# REQUIRED WORK
A: Using the Somali conflict article, say whether each statement agrees with it. Answer yes or no for each and quote the deciding words. (i) The Human Rights Watch report is 113 pages long. (ii) The Somali government immediately rejected the report. (iii) Yusuf's government was installed by Ethiopian military might in December.
B: Write the next part of the Somali conflict article, picking up right after its final sentence.

# PASSAGE FOR REVIEW
Civilian Toll Cited In Somali Conflict

By Stephanie McCrummen
Washington Post Foreign Service
Tuesday, August 14, 2007

NAIROBI, Aug. 13 -- Ethiopian, Somali and insurgent forces rampantly violated the laws of war during heavy fighting in the Somali capital of Mogadishu earlier this year, resulting in a "catastrophic" toll on civilians, according to a report released Monday by the advocacy group Human Rights Watch.

The violations included deliberate, indiscriminate shelling of civilian neighborhoods and hospitals, and summary executions of civilians, according to the 113-page report.

Among its copious details is a transcript of a March radio interview with Somali President Abdullahi Yusuf, whose government was installed by Ethiopian military might in December and has been battling a growing insurgency in Mogadishu ever since.

The president was asked whether a neighborhood where insurgents were hiding would be bombarded, even if civilians were there.

"Yes we will bombard it!" Yusuf responded.

In a statement, the Ethiopian government called the Human Rights Watch report "unfounded" and "irrelevant to the promotion of human rights." There was no immediate response from the Somali government, which in the past has defended its campaign, or from insurgent groups.

[Image-backed grounding data]
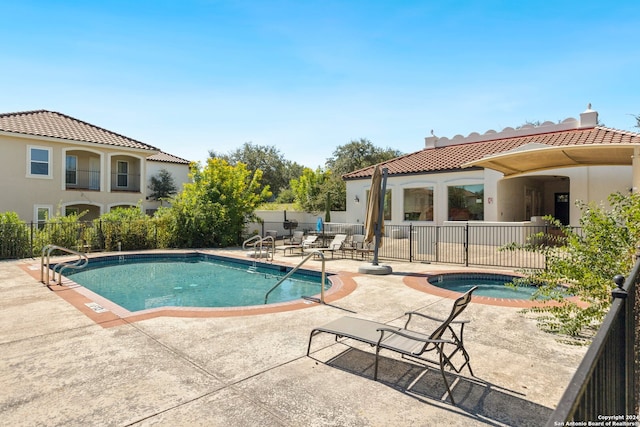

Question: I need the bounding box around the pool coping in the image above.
[403,270,581,309]
[21,250,357,328]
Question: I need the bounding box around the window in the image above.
[404,187,433,221]
[448,184,484,221]
[367,190,391,221]
[33,205,53,228]
[116,160,129,187]
[65,156,78,185]
[27,146,51,178]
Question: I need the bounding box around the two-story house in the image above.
[0,110,189,222]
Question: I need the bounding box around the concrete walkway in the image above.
[0,251,586,427]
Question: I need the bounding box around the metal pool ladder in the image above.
[264,251,327,304]
[40,245,89,286]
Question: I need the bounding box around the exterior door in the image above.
[553,193,569,225]
[89,157,100,190]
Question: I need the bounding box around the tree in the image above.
[505,193,640,336]
[163,158,271,248]
[325,138,402,177]
[149,168,178,204]
[209,142,303,198]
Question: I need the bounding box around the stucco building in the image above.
[0,110,189,222]
[343,106,640,225]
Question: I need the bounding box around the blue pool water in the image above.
[429,273,536,300]
[64,254,330,311]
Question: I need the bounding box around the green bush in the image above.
[0,212,31,258]
[94,207,156,251]
[505,193,640,336]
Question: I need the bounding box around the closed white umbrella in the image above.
[358,165,392,274]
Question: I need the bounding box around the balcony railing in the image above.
[111,172,140,192]
[65,170,100,191]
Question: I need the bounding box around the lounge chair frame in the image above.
[307,286,477,405]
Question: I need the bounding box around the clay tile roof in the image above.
[342,126,640,180]
[147,151,191,165]
[0,110,159,151]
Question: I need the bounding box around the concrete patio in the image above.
[0,251,586,426]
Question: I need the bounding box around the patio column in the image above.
[631,147,640,193]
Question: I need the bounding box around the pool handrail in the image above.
[264,251,327,304]
[40,245,89,286]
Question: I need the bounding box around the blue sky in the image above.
[0,0,640,168]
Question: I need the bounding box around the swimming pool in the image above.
[428,273,536,300]
[65,252,331,312]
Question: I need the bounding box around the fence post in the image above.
[409,224,413,262]
[464,222,469,267]
[29,221,33,258]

# ANSWERS GIVEN
A:
(i) Yes: "according to the 113-page report"
(ii) No: "There was no immediate response from the Somali government"
(iii) Yes: "whose government was installed by Ethiopian military might in December"

B:
The report accused Yusuf's foreign backers, including the United States, of "shameful silence" in the face of the violence.

The United States supported Ethiopia's invasion of Somalia to oust a relatively popular Islamic movement that had taken hold there last year. U.S. forces subsequently launched three airstrikes inside Somalia aimed at Islamic fighters alleged to have terrorist ties.

The rights group said there was not enough information on the U.S. strikes to determine whether they might have violated international humanitarian laws.

The State Department, which views Ethiopia as a key ally in fighting terrorism in the Horn of Africa, has offered little public criticism of the Ethiopian government's intervention or the increasingly unpopular Somali government.

The Human Rights Watch report is the first independent, detailed accounting of the massive counterinsurgency offensive in March and April this year. The operations killed an estimated 1,000 civilians, sent about 400,000 Mogadishu residents fleeing and touched off weeks of chaotic fighting that Somalis said was the worst since the fall of their last central government in 1991.

According to the report, the insurgents -- a loose coalition of hard-core Islamic fighters, clan militias and nationalists -- violated international law by routinely deploying in densely populated civilian areas. They indiscriminately fired mortar shells into civilian areas, the report found, and in one case dragged the bodies of dead soldiers through Mogadishu's streets.